Requirements |
Update the lines below by replacing "foil balloon" with "helium balloon" and leaving everything else untouched.

## Start Data supplied

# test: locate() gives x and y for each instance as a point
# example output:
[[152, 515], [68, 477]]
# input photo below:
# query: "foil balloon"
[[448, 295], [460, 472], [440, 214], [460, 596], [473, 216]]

## End Data supplied

Output |
# test: locate() gives x and y for each instance as a point
# example output:
[[152, 515], [68, 477]]
# input photo below:
# query: "helium balloon"
[[448, 295], [460, 472], [440, 214], [460, 596], [473, 216]]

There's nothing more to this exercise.